(Task prompt): Please convert the material from the line with "of the headsail." up to and including the line with "457), (180, 470)]" into a numbered list, leaving out blank lines. Include only those lines.

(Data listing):
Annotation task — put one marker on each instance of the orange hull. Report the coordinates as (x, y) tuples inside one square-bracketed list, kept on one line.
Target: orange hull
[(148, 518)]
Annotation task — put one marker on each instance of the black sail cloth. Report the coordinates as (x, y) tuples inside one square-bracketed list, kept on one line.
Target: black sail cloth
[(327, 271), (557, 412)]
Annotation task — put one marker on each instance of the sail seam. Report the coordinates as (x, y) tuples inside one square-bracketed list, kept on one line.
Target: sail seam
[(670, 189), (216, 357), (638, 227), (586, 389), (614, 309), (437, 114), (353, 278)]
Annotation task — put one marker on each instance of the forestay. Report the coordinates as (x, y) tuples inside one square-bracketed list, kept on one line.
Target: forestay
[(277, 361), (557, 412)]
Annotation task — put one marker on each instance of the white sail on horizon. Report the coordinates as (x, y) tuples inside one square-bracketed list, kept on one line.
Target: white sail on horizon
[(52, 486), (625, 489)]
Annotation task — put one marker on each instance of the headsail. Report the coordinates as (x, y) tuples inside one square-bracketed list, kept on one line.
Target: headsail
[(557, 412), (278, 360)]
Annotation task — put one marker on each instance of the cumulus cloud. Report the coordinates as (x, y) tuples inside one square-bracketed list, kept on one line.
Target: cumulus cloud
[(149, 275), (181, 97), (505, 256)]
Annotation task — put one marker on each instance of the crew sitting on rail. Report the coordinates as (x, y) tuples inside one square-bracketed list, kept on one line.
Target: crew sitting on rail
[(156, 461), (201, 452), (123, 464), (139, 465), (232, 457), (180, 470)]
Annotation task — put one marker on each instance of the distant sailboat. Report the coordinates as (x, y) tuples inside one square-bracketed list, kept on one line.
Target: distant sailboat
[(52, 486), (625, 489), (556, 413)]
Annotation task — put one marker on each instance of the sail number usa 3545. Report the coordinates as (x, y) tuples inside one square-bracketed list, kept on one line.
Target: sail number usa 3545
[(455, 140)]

(Solved exercise):
1. Annotation task — put one marker on each instance of the headsail. Report the coordinates as (x, y) tuples inside one square-bracketed list, kept on one line.
2. Target: headsail
3. [(557, 412), (278, 360)]
4. Annotation task — put one marker on each instance of the cumulus cloud. Report the coordinates as (x, y) tuples inside one square-bracketed list, kept on one line.
5. Target: cumulus cloud
6. [(149, 275), (181, 97), (505, 256)]
7. Annotation task — put one marker on each instance of the crew sitting on rail. Report the coordinates as (x, y) tuples inside one square-bracketed list, kept on one line.
8. Target: crew sitting on rail
9. [(156, 461), (201, 452), (123, 464), (139, 465), (232, 457), (180, 470)]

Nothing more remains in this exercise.